> [JOB]:
Extend the article on trusting centimeter-level GNSS positioning, picking up right after its final sentence.

> [ARTICLE]:

How do you trust centimeter level accuracy positioning?

Q: How do you trust centimeter level accuracy positioning?

Q: How do you trust centimeter level accuracy positioning?

A: The GNSS Solutions article in the July/August 2014 issue of Inside GNSS discussed how measurement errors propagate into GNSS position estimates. The article used the standard positioning algorithm (pseudorange-based single-receiver positioning) as an example to explain the propagation of errors. Following on the previous article, we will answer two related questions: How is high accuracy positioning determined, and when can we trust it?

The previous article concludes that the primary factors that affect the accuracy of position estimates are measurement geometry and measurement accuracy. The former is determined by the relative positions of a user receiver and the visible satellites.

> [PROVIDED RECORDS]:

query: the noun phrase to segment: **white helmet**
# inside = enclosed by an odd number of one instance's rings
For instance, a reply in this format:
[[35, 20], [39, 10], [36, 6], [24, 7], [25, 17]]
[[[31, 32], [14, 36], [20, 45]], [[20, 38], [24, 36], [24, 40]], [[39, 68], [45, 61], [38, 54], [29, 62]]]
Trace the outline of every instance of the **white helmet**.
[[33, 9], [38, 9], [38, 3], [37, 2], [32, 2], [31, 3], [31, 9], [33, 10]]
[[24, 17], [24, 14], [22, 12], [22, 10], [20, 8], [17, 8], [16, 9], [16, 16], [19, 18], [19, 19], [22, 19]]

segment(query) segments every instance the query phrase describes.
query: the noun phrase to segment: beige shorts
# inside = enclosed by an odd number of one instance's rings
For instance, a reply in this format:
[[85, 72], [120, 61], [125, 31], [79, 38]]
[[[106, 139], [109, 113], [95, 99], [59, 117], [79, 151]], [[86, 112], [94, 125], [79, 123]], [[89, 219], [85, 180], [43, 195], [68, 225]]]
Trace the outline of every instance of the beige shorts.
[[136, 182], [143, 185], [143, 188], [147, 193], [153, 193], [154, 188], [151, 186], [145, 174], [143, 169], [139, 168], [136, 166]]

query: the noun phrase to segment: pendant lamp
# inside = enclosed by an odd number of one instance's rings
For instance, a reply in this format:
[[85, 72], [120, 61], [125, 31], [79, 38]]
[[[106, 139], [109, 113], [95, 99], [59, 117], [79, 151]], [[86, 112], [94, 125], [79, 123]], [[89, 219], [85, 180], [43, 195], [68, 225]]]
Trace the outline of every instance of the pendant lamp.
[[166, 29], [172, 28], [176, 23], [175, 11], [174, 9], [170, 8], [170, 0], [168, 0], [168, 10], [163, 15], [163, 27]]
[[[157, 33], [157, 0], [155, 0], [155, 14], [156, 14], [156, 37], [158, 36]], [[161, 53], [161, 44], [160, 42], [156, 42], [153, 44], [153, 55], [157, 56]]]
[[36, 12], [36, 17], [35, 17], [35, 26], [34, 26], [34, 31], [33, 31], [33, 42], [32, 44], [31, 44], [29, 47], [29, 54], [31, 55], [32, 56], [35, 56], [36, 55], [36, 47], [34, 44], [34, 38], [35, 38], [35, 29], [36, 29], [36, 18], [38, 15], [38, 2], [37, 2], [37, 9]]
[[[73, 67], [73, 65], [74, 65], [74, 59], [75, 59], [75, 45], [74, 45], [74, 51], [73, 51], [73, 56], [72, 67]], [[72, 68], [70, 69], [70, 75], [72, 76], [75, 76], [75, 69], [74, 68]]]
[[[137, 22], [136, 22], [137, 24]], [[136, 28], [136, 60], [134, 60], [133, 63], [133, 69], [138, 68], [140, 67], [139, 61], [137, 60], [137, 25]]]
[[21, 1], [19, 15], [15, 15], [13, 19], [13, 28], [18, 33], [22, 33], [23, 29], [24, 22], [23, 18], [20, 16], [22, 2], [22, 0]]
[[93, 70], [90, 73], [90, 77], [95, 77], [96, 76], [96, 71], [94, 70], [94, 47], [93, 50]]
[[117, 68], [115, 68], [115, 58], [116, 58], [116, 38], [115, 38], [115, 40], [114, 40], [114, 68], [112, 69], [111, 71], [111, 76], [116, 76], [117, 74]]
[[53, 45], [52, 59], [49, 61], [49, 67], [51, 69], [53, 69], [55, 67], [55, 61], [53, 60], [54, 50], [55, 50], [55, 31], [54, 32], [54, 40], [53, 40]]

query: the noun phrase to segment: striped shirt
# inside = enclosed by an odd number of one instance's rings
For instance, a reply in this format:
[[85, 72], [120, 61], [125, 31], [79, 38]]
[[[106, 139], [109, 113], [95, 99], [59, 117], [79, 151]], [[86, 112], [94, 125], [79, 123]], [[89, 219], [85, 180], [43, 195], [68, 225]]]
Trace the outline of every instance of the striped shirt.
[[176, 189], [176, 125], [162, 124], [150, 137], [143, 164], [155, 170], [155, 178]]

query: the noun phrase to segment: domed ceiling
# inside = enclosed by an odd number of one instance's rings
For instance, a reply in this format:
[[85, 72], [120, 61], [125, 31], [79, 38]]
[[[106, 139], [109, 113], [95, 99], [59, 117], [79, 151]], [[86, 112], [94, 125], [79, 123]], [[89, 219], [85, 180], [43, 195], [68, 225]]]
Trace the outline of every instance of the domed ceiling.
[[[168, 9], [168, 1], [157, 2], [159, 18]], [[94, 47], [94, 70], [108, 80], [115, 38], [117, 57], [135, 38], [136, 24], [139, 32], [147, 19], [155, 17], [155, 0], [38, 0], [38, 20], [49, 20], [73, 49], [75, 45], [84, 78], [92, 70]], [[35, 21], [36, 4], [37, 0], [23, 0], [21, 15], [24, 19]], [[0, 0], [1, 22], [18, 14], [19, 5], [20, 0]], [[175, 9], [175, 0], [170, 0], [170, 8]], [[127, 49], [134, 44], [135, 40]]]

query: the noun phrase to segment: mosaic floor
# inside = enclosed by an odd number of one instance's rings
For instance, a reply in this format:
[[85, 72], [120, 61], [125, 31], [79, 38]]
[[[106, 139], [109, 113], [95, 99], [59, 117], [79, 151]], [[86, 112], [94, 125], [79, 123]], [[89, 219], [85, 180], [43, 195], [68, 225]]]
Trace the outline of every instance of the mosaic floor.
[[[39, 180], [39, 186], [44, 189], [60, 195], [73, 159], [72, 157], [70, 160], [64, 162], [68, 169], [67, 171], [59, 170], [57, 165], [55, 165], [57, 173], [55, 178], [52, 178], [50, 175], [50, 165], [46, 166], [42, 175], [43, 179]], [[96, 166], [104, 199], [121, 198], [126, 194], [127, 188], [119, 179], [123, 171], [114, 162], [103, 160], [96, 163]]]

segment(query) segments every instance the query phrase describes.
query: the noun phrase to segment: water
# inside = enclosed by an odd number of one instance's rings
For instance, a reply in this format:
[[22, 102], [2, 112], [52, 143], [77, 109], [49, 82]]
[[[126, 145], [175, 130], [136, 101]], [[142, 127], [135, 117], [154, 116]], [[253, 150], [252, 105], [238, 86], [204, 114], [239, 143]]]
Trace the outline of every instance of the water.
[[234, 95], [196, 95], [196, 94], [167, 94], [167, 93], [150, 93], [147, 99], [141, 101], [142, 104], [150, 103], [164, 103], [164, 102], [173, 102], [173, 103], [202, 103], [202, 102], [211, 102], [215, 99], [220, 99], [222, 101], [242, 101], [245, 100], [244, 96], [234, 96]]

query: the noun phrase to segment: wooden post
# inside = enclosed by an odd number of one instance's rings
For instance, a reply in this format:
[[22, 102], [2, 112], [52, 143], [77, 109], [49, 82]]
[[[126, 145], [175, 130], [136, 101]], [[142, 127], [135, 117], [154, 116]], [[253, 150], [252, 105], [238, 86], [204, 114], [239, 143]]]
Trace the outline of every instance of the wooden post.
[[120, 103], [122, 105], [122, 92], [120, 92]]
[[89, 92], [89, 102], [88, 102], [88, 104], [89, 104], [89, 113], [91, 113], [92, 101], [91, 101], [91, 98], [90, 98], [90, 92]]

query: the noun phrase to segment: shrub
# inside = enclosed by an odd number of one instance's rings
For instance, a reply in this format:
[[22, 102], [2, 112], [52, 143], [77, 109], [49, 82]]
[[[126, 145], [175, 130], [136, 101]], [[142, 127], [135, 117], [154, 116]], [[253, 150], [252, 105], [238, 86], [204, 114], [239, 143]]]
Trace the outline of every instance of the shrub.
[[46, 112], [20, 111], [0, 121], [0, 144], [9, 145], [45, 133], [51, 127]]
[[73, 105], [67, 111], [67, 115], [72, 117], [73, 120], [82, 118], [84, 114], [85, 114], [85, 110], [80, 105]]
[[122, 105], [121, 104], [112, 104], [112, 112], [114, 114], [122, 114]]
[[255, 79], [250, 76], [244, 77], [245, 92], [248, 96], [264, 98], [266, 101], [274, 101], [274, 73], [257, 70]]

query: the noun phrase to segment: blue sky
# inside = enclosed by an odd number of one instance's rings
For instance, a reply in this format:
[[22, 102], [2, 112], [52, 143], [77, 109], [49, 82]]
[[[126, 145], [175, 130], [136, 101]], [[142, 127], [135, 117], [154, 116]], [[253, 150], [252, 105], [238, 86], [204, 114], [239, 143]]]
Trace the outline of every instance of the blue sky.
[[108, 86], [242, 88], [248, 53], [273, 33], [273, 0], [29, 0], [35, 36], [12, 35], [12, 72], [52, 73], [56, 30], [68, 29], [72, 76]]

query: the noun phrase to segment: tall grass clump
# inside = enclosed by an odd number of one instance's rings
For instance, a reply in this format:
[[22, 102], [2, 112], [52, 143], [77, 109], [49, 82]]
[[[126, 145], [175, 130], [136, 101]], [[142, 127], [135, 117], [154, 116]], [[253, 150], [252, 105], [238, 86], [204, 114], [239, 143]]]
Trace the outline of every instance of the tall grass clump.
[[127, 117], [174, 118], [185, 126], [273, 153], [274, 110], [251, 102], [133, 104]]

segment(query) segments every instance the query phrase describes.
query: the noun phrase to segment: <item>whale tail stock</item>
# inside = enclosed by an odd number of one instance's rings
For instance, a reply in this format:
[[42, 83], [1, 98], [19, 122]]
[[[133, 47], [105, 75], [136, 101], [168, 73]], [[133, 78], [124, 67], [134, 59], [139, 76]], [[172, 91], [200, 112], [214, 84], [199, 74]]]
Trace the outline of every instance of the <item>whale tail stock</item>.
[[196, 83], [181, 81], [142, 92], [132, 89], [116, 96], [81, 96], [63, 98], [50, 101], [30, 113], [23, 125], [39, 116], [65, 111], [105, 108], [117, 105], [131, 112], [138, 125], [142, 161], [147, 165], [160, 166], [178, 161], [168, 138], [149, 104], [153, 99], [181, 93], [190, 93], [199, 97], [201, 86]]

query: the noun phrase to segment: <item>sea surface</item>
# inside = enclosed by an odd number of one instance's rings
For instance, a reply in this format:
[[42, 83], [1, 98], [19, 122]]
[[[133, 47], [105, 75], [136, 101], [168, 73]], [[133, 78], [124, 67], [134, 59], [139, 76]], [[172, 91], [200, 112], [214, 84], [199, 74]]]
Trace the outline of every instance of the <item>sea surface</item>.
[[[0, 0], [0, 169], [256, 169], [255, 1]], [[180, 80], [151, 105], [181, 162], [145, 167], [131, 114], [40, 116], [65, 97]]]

> [EXERCISE RESULT]:
Many users have little flexibility to improve the geometry for given constellations. Some special users — such as those benefiting from the deployment of pseudolites, for example — can improve geometry. Aside from such exceptions, however, the main way of improving positioning accuracy is to mitigate measurement errors as much as possible.

GNSS positioning requires a user receiver to demodulate navigation signals and derive the ranges (distances) between the user antennas and the visible satellites. The range could be derived from the code phase or carrier phase measurements. The former are used to generate pseudoranges, which are used as the basic positioning measurement for many services including mass-market applications where meter level accuracy is required.

For those requiring very high (centimeter/millimeter–level) accuracy), the usual approach is to use the carrier phase instead of the code phase and to mitigate the relevant errors, including satellite ephemeris error, atmospheric effects, environmental effects, receiver-related errors, and measurement noise. The various errors have different characteristics, such as spatial-temporal correlation and frequency dependence, which can be used to mitigate the errors employing such techniques as the use of data from reference stations for modeling, or generating a linear combination of measurements at different frequencies (e.g., widelaning).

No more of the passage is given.